## Data for this exercise
::::::

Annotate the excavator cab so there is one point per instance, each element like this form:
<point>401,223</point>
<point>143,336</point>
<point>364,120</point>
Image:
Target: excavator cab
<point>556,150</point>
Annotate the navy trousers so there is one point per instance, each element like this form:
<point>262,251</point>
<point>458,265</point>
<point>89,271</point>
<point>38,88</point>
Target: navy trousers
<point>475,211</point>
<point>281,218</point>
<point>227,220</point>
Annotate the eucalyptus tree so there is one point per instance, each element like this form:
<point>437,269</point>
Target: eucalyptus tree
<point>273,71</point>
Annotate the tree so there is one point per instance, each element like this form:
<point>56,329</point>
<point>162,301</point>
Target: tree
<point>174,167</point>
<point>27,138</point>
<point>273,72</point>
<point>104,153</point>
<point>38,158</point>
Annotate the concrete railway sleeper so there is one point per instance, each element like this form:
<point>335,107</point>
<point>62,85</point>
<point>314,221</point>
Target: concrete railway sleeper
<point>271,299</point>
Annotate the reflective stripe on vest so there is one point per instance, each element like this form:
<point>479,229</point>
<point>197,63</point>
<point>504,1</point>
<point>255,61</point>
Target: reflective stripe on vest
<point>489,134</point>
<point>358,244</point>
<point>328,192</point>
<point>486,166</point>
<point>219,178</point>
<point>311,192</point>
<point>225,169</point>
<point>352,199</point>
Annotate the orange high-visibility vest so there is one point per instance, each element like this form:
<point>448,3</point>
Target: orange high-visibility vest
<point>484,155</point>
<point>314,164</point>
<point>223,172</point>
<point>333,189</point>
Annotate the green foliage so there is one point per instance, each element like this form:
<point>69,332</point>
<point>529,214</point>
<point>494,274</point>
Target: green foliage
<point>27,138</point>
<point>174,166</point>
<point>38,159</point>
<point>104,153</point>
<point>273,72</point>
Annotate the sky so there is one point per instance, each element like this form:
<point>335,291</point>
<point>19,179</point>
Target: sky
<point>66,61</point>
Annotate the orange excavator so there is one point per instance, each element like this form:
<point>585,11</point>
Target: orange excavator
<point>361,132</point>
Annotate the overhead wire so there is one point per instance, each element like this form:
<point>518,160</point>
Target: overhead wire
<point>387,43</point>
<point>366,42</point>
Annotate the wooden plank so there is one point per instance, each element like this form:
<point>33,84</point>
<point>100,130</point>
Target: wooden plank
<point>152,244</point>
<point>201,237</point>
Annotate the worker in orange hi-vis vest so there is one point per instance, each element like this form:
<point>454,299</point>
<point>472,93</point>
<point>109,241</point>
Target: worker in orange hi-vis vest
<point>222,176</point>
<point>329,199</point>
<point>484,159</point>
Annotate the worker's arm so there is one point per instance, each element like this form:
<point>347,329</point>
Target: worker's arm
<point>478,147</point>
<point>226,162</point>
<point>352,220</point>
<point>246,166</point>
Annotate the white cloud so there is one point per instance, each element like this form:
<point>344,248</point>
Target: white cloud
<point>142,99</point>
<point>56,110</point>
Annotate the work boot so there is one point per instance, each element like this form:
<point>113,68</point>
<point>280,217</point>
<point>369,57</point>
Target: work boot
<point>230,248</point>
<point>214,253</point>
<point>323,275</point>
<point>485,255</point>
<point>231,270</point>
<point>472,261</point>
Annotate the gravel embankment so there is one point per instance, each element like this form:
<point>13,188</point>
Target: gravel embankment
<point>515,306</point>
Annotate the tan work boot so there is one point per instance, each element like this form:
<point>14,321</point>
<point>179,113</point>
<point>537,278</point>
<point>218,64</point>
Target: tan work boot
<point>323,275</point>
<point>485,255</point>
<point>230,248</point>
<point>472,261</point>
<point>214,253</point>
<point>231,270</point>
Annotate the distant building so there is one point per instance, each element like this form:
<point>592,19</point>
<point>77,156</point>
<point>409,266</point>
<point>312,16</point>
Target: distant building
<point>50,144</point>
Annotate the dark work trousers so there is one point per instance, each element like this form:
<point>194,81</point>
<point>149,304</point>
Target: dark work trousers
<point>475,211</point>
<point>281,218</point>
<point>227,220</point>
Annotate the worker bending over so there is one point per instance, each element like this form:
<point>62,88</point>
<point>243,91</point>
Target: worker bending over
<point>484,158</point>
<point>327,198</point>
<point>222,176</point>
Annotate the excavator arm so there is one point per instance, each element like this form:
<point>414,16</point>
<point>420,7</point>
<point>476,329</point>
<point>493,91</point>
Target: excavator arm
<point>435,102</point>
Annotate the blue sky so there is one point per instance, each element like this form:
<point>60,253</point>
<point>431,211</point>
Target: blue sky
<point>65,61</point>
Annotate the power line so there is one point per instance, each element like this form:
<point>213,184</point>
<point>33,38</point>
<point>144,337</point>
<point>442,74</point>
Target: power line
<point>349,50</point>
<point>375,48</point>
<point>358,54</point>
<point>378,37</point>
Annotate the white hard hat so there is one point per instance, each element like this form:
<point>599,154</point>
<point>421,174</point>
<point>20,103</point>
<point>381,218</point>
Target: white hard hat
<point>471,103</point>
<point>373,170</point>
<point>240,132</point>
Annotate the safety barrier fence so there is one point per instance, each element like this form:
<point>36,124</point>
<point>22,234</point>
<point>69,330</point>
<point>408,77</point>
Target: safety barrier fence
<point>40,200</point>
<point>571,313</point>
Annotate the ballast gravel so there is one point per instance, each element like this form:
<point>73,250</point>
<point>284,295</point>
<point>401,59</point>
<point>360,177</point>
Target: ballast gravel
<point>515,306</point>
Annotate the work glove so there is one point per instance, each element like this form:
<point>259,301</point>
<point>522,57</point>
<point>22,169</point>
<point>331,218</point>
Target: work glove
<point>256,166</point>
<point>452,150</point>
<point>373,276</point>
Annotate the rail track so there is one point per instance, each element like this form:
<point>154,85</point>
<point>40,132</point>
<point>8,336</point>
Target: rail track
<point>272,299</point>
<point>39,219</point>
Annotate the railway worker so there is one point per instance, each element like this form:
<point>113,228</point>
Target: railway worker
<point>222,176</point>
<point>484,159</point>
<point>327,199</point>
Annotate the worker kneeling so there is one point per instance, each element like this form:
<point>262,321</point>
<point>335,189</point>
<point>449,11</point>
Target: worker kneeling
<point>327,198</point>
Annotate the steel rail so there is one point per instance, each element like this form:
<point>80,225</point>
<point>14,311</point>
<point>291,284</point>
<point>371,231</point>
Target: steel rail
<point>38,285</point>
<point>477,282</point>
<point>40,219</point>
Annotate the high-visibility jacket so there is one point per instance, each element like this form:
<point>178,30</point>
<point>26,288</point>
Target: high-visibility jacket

::::::

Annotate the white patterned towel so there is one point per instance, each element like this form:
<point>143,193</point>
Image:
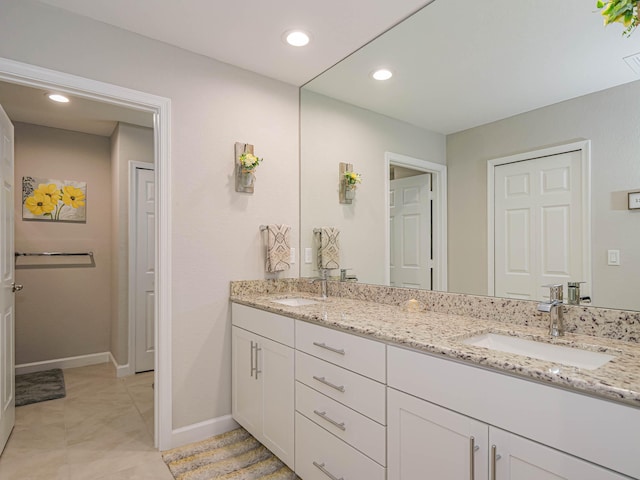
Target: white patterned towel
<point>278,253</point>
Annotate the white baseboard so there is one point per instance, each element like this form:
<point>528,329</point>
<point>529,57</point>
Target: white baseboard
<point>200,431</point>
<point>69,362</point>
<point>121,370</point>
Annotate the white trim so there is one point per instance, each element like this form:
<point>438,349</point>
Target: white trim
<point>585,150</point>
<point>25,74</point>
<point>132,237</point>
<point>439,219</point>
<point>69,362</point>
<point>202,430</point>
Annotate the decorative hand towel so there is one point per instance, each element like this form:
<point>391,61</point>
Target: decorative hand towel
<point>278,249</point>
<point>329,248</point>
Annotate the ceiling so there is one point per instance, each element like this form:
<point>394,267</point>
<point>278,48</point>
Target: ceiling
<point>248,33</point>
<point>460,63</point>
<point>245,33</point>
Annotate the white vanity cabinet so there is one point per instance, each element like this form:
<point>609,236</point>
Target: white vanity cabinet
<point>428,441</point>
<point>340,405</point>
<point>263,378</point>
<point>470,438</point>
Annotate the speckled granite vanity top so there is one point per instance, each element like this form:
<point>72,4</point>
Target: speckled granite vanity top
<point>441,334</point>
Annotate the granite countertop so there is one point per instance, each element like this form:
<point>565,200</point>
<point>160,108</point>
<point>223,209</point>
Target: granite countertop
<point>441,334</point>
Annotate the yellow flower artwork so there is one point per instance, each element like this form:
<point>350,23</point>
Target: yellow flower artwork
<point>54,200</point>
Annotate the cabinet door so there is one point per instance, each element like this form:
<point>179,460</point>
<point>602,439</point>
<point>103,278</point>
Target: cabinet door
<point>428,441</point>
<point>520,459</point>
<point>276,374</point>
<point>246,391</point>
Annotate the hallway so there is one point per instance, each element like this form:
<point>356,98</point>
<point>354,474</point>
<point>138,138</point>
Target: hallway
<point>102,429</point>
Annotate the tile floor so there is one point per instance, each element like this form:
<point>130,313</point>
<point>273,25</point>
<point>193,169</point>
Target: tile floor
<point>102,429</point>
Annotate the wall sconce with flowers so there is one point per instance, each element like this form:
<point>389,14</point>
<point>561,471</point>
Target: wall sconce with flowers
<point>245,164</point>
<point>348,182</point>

::::::

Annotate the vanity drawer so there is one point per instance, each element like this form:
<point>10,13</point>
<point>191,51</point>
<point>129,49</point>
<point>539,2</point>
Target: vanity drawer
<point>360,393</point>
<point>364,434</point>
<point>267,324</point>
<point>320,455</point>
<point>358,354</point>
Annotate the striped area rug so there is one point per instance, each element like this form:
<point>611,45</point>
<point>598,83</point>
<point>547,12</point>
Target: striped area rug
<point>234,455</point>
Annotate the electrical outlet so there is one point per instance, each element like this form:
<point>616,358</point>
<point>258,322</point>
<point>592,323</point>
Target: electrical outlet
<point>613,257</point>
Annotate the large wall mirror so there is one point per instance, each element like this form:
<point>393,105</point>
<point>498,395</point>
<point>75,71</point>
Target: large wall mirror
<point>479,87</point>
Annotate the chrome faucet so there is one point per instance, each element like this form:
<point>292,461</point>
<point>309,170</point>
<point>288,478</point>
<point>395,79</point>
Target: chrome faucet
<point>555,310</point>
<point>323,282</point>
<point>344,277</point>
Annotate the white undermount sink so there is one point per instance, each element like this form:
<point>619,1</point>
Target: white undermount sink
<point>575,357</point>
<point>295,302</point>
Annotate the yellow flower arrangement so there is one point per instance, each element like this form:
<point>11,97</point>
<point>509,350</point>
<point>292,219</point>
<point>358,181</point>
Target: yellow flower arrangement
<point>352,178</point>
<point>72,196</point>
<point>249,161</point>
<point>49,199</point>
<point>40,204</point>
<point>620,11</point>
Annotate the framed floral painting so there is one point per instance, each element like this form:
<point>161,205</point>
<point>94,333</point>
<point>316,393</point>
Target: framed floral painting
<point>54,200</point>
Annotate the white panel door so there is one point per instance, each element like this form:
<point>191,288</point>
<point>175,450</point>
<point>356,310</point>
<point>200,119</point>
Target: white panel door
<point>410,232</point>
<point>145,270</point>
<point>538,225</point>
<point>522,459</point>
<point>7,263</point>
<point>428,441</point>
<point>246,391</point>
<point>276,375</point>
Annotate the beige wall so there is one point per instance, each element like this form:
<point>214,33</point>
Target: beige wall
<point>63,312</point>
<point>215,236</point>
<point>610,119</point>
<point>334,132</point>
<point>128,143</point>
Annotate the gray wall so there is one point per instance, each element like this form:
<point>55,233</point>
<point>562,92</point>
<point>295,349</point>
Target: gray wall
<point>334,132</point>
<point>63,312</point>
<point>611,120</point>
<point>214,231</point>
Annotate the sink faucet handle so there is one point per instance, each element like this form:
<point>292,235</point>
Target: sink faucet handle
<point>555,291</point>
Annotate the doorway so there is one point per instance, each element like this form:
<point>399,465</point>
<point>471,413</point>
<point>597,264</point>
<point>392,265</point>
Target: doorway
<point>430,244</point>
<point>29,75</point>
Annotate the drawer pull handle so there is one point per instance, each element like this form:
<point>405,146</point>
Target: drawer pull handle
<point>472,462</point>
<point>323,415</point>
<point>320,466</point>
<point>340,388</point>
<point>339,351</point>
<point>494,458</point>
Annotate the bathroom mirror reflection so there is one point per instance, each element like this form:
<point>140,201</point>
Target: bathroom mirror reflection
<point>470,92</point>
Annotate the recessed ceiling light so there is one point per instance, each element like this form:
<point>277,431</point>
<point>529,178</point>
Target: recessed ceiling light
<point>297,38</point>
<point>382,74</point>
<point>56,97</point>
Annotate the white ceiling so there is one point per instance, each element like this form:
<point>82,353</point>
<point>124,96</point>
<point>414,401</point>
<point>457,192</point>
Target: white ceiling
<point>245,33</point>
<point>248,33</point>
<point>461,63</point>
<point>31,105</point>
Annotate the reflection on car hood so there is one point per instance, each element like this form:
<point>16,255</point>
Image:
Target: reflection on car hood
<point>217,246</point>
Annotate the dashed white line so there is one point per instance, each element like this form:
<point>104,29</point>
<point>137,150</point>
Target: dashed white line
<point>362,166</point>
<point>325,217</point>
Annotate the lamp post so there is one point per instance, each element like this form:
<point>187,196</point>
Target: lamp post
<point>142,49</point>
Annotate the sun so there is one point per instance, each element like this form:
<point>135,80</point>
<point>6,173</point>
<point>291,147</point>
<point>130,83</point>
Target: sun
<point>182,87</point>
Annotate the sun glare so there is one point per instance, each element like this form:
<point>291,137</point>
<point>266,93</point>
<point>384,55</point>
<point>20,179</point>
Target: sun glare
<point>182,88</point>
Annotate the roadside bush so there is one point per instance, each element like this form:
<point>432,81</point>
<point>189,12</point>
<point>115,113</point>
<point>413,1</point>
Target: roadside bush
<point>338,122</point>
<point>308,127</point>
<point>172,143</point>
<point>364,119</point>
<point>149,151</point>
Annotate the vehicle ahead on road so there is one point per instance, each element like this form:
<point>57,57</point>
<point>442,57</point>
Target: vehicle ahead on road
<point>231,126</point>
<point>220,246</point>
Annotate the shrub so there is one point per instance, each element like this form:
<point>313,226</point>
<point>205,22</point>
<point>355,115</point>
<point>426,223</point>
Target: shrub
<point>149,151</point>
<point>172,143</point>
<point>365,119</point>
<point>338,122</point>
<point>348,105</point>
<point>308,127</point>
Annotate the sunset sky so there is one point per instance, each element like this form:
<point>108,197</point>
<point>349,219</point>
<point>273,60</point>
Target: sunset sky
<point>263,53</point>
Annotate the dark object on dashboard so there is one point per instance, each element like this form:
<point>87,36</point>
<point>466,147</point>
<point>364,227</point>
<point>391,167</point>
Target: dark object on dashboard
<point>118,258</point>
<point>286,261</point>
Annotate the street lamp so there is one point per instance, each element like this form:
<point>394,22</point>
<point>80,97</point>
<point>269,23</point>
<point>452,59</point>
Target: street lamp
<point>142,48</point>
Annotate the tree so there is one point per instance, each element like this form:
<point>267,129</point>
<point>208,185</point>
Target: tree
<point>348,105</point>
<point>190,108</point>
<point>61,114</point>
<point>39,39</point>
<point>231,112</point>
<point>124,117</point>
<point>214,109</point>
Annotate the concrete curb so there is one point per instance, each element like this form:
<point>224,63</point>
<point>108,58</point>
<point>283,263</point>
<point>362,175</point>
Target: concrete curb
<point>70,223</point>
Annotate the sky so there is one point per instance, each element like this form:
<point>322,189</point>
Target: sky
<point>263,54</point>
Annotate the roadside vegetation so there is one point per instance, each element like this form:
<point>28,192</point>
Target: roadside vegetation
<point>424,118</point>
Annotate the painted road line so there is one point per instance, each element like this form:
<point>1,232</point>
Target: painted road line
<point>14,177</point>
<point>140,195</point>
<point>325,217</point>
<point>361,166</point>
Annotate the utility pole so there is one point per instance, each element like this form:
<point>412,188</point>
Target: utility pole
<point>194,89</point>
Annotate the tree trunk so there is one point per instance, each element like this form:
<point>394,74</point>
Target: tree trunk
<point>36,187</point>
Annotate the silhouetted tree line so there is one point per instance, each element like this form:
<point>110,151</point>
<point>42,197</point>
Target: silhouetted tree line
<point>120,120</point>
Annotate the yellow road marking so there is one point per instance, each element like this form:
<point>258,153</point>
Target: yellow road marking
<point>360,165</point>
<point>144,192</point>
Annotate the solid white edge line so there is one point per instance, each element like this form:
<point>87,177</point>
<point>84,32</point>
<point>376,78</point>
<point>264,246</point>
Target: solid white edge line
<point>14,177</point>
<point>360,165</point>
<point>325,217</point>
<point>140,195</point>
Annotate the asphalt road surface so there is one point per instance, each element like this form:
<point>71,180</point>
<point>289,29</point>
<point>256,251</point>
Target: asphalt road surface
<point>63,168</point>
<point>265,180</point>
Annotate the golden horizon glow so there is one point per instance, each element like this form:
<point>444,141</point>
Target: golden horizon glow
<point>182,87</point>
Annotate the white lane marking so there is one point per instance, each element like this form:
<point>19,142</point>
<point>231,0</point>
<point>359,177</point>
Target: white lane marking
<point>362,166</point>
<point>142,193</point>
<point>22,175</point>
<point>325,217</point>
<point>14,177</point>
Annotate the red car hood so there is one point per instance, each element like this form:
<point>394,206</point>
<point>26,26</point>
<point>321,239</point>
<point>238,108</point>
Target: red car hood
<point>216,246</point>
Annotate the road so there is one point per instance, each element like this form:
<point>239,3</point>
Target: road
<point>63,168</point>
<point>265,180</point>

::::::

## Activity
Scan the material above for the string "jacket". Return each line where it occurs.

## Solution to this problem
Annotate the high-visibility jacket so there is one point per instance, each element like this form:
Target: high-visibility jacket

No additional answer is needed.